Reputation: 1
I am trying to read and process .doc, .docx, .pdf files in Java by converting them into a single string using Apache POI (for doc,docx) and Apache PDFBox (for pdf) libraries.
It works fine until it encounters textboxes.
If the format is like this:
paragraph 1
textbox 1
paragraph 2
textbox 2
paragraph 3
Then the output should be:
paragraph 1 textbox 1 paragraph 2 textbox 2 paragraph 3
But the output I am getting is:
paragraph 1 paragraph 2 paragraph 3 textbox 1 textbox 2
It seems to be adding textboxes at the end and not at the place where it should be, ie between the paragraphs. This problem is both in the cases of doc and pdf files. That means both libraries, POI and PDFBox are giving the same problem.
=-=-=-=-=
* _Explore the material_
1) Decide whether each statement below agrees with the forum post, answering yes or no and quoting the deciding words of the forum post. (a) The poster relies on Apache PDFBox to read .docx files. (b) Conversion works correctly until textboxes are encountered. (c) The ordering problem affects only pdf files.
2) Copy everything in the forum post from "Reputation: 1" down to "it encounters textboxes.".

* _Source data_
=-=-=-=-=
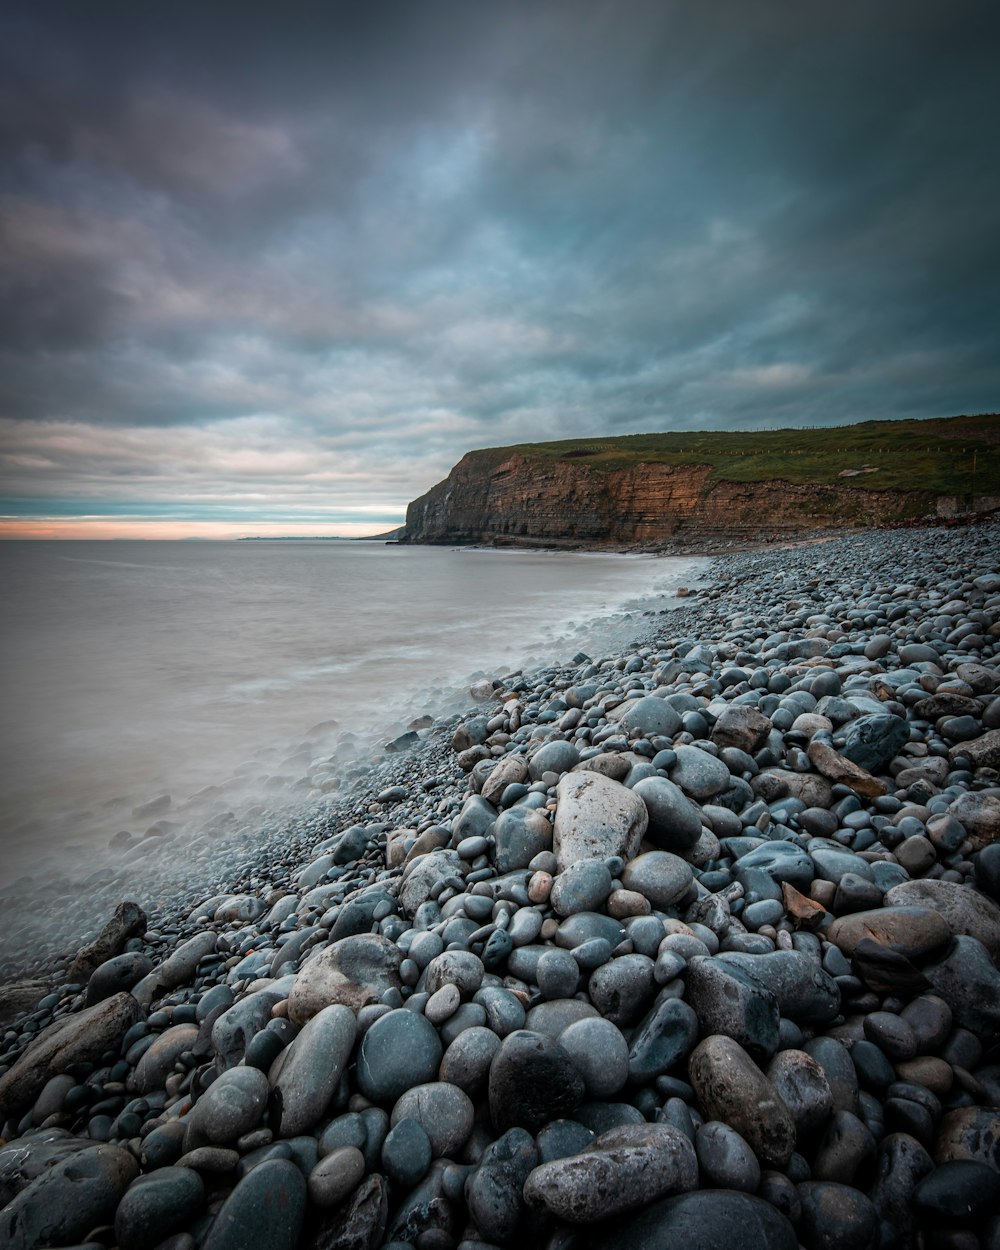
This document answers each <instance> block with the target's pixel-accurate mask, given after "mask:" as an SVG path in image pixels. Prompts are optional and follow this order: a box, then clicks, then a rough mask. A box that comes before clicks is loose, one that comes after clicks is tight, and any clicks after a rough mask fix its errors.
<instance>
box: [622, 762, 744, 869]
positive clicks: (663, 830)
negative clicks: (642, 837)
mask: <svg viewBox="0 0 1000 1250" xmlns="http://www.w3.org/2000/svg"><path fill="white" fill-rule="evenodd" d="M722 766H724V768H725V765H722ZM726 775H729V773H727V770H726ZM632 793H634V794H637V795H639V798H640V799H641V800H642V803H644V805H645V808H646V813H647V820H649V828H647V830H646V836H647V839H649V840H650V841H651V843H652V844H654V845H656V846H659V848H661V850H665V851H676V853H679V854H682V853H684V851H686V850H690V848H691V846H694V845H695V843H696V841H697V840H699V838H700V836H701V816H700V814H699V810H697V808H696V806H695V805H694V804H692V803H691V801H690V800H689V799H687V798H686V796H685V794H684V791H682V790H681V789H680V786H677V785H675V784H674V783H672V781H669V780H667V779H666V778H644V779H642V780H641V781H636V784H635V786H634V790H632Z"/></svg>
=-=-=-=-=
* _Results for the exercise_
1)
(a) No: "using Apache POI (for doc,docx) and Apache PDFBox (for pdf) libraries"
(b) Yes: "It works fine until it encounters textboxes."
(c) No: "This problem is both in the cases of doc and pdf files."

2)
Reputation: 1
I am trying to read and process .doc, .docx, .pdf files in Java by converting them into a single string using Apache POI (for doc,docx) and Apache PDFBox (for pdf) libraries.
It works fine until it encounters textboxes.